Estratto del testo -
..........

Mi chiedo se questi messaggi dal sapore apocalittico nascono dall'esigenza di informare su aspetti preoccupanti o se nella loro brevità nascondono la sola intenzione di abituarci in dosi omeopatiche a cataclismi e sconvolgimenti ben più gravi e irrimediabili. Ma il tempo per farsi delle domande è poco perché la giornalista, con la stessa padronanza, la stessa voce di prima, già parla del successo dell'ennesima conferenza sulla produzione dell'olio d'oliva.

sabato 22 settembre 2012

Il taxi in arrivo

“Siamo in nove. Per cui resto io”.
Può sembrare una scusa per separarmi dal gruppo e forse lo è. Abbiamo prenotato due taxi, ma solo all’ultimo momento quando sono arrivati all’albergo ci siamo accorti che bastano per otto persone. “Resto io” dico, “ho un appuntamento in centro. Chiedete per favore a uno dei due tassisti di tornare indietro a prendermi.”
“Ma poi vieni con noi?”
“No” rispondo, “mi spiace ma devo andare da un’altra parte”.

..........

Righe fornite -
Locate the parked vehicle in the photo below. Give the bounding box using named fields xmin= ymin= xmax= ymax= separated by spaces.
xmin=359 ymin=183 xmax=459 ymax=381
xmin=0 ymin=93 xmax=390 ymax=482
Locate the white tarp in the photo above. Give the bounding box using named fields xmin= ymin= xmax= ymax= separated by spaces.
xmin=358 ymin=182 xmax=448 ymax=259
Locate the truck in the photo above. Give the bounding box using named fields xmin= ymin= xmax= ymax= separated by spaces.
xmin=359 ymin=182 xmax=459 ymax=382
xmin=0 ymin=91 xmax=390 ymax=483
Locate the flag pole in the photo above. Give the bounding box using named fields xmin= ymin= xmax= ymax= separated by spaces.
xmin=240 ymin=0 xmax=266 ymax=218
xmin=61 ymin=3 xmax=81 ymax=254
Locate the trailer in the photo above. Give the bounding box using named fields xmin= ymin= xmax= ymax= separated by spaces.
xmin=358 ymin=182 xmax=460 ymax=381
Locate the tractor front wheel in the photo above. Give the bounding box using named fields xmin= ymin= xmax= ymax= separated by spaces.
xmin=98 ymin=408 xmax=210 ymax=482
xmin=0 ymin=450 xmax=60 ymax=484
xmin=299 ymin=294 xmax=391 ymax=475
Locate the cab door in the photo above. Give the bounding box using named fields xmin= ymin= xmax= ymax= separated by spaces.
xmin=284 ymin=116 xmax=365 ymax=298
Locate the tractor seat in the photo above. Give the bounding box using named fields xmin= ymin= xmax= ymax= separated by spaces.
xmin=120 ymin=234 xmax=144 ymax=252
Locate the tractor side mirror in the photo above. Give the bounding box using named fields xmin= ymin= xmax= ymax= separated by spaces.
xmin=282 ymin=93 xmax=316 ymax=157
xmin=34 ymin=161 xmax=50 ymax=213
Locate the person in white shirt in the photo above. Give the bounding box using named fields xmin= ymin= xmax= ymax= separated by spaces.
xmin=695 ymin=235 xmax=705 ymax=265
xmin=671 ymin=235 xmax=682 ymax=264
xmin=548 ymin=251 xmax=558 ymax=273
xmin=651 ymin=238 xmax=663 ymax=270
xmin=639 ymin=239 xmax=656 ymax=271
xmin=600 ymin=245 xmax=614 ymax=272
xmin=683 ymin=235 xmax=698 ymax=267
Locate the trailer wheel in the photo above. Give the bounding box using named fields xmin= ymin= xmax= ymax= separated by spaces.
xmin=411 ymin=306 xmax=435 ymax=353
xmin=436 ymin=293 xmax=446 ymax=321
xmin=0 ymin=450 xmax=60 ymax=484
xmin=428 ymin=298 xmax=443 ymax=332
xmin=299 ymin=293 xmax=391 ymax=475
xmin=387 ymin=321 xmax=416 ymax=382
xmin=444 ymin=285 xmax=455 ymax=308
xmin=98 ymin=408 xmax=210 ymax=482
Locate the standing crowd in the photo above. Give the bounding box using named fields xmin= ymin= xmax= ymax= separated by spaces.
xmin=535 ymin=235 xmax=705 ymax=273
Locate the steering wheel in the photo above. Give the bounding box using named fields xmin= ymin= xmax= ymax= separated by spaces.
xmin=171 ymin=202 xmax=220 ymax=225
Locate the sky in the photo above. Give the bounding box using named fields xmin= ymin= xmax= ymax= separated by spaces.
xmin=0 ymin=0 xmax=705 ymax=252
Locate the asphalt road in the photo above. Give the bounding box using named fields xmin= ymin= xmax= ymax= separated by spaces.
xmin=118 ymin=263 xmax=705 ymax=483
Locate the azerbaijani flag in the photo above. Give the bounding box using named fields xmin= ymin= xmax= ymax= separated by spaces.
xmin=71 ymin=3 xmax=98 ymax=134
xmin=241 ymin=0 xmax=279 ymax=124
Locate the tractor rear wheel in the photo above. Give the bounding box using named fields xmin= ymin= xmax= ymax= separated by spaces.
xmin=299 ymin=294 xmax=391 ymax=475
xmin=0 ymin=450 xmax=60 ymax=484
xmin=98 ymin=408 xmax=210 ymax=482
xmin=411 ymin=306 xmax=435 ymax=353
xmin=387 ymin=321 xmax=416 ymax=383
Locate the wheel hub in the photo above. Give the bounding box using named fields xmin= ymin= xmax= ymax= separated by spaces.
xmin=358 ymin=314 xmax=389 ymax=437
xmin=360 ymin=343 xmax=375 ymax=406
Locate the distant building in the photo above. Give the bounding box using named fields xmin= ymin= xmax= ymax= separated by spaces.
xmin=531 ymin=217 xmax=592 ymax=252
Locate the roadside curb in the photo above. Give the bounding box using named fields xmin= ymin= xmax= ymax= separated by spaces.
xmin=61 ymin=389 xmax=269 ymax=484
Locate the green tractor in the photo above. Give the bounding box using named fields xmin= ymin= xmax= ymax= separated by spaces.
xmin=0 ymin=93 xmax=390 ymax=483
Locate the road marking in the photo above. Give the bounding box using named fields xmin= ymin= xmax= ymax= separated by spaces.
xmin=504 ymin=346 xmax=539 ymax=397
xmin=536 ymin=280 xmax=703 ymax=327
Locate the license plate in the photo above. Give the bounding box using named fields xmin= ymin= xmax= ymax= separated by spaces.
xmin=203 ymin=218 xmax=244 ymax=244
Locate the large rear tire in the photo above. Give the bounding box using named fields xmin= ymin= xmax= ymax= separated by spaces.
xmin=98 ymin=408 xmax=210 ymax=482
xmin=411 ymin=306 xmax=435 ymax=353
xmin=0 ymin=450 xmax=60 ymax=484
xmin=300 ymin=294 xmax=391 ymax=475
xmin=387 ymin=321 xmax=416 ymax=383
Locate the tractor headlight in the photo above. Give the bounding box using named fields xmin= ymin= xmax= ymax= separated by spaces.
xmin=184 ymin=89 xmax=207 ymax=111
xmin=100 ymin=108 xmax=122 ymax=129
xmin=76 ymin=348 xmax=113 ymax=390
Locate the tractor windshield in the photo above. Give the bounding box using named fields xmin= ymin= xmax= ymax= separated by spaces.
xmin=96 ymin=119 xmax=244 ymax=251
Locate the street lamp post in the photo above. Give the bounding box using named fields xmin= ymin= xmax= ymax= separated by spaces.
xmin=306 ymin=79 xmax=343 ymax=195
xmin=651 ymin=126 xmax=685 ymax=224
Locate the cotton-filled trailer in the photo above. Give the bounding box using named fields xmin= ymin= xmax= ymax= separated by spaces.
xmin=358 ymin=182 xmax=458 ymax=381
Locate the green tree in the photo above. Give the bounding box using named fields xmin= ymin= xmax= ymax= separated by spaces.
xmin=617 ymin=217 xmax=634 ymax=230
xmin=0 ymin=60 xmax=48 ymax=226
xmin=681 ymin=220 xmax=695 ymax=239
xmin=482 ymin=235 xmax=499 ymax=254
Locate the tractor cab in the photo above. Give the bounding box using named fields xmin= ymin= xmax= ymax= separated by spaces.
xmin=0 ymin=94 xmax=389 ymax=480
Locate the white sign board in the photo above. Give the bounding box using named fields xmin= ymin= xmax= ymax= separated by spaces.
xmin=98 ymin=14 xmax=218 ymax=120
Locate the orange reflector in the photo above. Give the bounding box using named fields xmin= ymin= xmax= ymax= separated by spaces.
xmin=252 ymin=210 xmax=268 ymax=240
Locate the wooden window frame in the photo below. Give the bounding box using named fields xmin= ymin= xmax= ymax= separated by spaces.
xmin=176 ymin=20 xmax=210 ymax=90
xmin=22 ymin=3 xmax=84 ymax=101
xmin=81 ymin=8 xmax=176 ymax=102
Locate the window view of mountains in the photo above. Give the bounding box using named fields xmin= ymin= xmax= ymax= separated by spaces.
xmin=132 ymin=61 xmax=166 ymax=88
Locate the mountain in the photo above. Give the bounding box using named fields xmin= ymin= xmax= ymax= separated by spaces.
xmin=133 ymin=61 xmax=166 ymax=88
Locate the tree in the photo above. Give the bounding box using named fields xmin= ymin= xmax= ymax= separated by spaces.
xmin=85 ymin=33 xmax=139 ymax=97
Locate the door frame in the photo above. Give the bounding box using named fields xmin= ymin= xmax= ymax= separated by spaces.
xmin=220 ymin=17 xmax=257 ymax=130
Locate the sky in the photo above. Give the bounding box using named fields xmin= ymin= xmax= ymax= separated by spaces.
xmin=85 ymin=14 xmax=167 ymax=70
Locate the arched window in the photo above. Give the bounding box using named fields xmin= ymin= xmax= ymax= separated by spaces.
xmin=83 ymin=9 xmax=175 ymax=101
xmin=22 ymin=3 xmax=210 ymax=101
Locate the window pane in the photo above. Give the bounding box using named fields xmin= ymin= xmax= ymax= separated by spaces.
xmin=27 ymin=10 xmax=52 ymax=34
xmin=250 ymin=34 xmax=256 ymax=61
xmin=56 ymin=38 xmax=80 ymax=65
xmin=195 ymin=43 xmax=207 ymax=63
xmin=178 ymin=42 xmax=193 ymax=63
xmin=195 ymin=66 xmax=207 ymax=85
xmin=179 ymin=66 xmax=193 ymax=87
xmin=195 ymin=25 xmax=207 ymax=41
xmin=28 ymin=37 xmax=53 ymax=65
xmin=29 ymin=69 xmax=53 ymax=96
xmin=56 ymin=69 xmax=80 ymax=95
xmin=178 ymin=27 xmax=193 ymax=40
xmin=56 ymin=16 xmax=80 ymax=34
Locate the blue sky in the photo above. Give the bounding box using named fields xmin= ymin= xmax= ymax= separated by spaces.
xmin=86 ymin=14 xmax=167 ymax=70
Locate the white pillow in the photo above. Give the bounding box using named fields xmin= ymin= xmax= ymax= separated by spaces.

..........

Riporta per intero l'estratto del testo, identico parola per parola.

Mi chiedo se questi messaggi dal sapore apocalittico nascono dall'esigenza di informare su aspetti preoccupanti o se nella loro brevità nascondono la sola intenzione di abituarci in dosi omeopatiche a cataclismi e sconvolgimenti ben più gravi e irrimediabili. Ma il tempo per farsi delle domande è poco perché la giornalista, con la stessa padronanza, la stessa voce di prima, già parla del successo dell'ennesima conferenza sulla produzione dell'olio d'oliva.

sabato 22 settembre 2012

Il taxi in arrivo

“Siamo in nove. Per cui resto io”.
Può sembrare una scusa per separarmi dal gruppo e forse lo è. Abbiamo prenotato due taxi, ma solo all’ultimo momento quando sono arrivati all’albergo ci siamo accorti che bastano per otto persone. “Resto io” dico, “ho un appuntamento in centro. Chiedete per favore a uno dei due tassisti di tornare indietro a prendermi.”
“Ma poi vieni con noi?”
“No” rispondo, “mi spiace ma devo andare da un’altra parte”.